Repeat verbatim every line of the material, beginning at the line that holds "the wooden beam" and ending at its last line.

Data lines |
================
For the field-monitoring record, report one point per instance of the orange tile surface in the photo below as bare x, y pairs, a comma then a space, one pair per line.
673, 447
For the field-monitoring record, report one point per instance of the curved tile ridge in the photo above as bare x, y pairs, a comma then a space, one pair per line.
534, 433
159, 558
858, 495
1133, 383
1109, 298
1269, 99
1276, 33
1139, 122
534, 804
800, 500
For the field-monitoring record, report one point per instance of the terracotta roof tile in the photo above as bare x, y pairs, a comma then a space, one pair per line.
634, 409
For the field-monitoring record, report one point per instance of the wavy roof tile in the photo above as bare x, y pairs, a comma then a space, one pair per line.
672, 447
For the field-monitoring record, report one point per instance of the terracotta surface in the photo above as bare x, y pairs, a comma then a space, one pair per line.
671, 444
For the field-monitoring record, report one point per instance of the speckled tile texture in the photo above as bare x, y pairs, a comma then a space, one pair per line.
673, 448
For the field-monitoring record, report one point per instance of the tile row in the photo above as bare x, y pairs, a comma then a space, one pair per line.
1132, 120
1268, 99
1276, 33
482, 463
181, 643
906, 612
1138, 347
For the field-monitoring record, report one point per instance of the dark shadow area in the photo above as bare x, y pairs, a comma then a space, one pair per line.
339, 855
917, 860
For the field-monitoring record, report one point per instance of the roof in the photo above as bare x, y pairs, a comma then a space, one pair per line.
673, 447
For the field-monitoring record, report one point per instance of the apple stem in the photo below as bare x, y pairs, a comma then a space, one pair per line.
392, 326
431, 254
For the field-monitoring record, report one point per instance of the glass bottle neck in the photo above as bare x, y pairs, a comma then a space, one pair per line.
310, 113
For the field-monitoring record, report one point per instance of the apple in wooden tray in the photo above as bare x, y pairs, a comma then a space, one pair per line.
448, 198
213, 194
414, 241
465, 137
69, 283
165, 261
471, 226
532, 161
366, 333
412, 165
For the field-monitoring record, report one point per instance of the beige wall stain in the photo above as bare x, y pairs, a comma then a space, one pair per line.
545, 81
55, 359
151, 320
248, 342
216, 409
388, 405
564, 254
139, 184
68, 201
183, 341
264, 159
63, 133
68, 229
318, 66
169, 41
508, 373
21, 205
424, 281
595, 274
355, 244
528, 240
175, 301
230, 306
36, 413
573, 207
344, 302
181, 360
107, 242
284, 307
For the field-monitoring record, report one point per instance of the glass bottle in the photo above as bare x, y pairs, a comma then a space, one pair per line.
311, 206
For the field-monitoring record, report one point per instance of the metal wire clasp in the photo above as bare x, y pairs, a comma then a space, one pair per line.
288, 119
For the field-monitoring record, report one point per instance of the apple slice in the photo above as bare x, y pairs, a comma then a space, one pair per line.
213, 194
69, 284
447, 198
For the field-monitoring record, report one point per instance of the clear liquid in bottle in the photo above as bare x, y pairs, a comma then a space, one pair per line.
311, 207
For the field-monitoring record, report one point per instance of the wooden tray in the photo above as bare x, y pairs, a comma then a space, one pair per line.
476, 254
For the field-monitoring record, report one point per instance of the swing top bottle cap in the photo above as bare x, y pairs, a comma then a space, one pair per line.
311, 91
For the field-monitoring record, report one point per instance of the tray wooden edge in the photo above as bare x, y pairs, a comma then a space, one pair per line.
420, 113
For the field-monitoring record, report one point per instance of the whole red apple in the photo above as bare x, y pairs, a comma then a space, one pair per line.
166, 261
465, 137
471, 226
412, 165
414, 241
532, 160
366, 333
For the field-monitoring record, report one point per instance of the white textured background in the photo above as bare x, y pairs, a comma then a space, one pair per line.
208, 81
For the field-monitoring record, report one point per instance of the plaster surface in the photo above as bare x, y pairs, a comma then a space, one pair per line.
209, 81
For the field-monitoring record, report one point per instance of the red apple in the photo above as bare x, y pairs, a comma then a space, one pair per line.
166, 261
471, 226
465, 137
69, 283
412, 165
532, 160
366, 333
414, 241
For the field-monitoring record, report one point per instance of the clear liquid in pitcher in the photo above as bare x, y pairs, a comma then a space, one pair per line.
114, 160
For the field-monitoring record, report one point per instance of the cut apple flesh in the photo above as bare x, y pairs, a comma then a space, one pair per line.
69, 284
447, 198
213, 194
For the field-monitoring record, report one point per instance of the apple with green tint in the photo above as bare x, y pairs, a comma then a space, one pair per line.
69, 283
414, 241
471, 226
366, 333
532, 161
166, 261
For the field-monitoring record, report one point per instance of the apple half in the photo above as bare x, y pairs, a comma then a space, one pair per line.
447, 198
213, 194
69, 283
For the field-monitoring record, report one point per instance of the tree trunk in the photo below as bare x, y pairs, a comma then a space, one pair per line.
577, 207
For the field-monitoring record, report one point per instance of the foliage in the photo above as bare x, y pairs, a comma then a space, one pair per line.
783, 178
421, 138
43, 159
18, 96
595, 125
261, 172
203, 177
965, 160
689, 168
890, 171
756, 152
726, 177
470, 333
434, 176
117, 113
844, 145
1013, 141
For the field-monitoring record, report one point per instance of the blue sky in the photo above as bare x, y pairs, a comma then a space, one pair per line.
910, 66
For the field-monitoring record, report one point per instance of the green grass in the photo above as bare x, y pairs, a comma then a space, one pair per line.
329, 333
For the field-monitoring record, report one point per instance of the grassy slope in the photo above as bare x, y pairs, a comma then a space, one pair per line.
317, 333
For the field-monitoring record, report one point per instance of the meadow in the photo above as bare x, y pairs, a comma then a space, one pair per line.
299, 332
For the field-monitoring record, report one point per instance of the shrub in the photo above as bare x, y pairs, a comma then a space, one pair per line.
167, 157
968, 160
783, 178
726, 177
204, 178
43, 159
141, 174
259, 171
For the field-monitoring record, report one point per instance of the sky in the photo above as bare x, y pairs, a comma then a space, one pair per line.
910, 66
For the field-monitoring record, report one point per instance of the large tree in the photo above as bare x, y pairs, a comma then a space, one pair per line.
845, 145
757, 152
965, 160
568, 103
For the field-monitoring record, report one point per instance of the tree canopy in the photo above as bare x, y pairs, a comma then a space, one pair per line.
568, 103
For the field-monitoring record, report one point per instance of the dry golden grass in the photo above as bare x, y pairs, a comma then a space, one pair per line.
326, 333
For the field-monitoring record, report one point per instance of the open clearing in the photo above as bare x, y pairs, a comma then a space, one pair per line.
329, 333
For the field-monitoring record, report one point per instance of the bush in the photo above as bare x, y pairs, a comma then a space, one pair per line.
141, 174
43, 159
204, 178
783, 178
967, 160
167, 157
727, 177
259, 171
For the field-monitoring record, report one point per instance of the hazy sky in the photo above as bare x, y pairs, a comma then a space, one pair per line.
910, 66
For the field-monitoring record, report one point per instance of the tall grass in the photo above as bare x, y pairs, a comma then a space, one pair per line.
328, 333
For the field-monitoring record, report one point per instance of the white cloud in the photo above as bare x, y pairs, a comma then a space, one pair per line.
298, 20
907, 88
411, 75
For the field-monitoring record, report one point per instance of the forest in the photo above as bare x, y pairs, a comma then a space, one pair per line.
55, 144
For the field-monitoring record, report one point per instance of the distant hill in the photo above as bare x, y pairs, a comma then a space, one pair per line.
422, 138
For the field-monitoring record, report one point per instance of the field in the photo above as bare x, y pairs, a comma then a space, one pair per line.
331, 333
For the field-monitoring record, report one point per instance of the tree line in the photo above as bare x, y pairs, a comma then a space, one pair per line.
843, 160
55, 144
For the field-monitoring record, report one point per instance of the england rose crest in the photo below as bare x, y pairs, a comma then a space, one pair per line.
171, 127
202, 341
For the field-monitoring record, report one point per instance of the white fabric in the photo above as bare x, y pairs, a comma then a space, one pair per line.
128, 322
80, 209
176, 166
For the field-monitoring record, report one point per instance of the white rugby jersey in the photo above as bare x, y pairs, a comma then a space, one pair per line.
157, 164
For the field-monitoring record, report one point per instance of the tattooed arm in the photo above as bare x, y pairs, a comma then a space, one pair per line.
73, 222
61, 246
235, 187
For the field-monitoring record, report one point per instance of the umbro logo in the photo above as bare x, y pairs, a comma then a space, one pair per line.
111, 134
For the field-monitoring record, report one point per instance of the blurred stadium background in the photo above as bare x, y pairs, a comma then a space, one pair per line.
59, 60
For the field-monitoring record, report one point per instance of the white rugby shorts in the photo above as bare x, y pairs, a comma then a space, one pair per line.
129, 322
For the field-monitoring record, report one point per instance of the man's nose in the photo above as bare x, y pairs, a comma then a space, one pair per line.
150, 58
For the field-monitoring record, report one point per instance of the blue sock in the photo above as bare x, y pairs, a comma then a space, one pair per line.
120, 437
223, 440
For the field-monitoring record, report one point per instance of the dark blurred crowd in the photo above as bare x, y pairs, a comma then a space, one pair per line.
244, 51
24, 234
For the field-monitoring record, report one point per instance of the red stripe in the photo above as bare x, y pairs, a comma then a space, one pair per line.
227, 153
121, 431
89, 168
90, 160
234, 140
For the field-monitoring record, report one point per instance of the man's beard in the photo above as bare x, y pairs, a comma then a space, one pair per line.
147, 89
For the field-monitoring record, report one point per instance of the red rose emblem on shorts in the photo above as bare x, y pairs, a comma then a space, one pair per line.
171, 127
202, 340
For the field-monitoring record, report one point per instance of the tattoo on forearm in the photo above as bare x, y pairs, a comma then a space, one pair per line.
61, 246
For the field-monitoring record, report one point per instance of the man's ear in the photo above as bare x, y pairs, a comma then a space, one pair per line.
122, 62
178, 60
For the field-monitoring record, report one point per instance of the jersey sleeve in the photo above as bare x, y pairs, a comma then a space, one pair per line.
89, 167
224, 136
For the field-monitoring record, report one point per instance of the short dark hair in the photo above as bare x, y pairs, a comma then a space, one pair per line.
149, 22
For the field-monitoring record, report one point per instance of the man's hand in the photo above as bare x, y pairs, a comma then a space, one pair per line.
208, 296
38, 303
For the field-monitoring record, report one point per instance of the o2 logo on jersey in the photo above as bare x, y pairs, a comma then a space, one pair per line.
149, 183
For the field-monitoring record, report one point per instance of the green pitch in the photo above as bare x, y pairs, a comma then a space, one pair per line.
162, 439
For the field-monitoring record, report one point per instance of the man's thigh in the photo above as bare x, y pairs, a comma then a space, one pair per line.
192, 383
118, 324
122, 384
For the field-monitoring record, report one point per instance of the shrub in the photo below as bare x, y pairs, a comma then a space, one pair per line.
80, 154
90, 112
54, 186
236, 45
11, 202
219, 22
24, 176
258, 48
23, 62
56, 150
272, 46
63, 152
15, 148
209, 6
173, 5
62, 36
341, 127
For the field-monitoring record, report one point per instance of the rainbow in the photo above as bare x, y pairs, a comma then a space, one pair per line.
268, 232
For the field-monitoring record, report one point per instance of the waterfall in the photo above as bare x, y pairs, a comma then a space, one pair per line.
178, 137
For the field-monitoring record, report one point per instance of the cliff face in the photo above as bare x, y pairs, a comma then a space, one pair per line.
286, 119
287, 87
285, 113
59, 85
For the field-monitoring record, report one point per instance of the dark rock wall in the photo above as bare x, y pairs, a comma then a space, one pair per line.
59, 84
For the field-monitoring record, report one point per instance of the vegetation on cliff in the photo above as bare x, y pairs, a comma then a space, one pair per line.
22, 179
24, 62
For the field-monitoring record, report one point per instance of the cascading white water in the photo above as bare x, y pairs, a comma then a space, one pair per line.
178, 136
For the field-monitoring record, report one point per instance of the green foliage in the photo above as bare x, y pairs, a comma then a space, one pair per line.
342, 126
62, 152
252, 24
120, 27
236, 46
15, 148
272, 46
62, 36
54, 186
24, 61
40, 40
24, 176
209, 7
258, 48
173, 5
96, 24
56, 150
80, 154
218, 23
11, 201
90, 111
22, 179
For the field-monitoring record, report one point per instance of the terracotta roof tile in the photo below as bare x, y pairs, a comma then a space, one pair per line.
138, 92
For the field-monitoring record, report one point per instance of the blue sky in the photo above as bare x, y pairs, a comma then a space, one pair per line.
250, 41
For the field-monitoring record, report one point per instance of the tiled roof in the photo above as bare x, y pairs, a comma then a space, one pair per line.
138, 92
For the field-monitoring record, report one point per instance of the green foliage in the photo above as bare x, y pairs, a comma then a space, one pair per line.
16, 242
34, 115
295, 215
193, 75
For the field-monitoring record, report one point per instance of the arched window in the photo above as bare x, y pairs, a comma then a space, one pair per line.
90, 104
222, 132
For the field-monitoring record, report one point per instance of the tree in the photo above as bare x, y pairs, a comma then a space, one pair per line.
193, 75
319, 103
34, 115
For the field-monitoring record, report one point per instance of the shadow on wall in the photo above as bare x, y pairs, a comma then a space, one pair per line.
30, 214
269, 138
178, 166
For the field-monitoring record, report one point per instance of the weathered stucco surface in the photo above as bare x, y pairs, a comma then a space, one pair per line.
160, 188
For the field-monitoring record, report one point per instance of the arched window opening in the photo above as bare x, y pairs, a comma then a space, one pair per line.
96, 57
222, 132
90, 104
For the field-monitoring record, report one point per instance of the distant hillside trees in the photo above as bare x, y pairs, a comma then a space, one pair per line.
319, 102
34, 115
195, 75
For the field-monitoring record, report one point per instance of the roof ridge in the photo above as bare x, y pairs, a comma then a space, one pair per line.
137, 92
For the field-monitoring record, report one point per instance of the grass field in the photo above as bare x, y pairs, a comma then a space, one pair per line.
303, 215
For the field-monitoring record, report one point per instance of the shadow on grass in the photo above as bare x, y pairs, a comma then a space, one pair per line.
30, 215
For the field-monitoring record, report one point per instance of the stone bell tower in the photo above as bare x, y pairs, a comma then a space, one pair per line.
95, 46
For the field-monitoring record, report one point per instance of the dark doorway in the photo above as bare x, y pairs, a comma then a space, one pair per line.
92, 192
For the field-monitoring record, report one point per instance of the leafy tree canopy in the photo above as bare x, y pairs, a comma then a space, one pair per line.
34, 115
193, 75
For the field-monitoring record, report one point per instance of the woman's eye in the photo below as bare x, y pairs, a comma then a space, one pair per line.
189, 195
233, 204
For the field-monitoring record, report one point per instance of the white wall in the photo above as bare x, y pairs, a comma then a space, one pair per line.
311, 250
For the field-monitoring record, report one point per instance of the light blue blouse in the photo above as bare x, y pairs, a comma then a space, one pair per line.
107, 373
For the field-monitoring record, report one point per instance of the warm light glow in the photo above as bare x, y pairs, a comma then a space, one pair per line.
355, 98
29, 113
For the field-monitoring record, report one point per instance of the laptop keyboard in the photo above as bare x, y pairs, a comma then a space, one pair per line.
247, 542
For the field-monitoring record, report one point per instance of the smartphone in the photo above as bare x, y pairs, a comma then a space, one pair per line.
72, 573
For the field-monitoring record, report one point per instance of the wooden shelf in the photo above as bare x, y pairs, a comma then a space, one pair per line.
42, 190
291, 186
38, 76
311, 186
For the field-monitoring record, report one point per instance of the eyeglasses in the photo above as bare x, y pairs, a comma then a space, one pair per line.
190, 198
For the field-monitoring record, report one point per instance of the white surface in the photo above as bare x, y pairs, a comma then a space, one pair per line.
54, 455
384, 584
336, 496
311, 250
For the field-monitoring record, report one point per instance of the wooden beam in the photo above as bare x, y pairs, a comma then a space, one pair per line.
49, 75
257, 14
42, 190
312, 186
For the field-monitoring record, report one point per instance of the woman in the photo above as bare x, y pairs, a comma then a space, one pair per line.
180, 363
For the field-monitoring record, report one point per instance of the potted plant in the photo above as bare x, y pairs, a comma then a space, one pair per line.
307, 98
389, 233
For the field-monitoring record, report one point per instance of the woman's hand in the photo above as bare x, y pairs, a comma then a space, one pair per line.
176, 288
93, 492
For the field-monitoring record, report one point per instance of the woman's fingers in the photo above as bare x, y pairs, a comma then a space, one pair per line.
================
The answer |
For the field-monitoring record, report one point per instance of the wooden beam in the photo above as bare x, y pairs, a comma then a space, one pair per line.
49, 75
257, 14
42, 190
312, 186
For the field-monitoring record, report one point per instance of the woman in the photo above as bare x, y pairs, a comma then a space, one pair per line.
180, 363
For the field-monitoring record, report one point per instance of the potted plant in the photo above as bare x, y pairs, a comma then a space, one pair per line.
307, 98
389, 233
For the field-monitoring record, report one point per instance of the woman's hand in the photo above as bare x, y pairs, a comma then a space, one pair per line.
176, 288
93, 492
For the field-monitoring record, report one point per instance of the woman's fingers in the photo above as bare x, y pairs, a comma then a space, one pair per line.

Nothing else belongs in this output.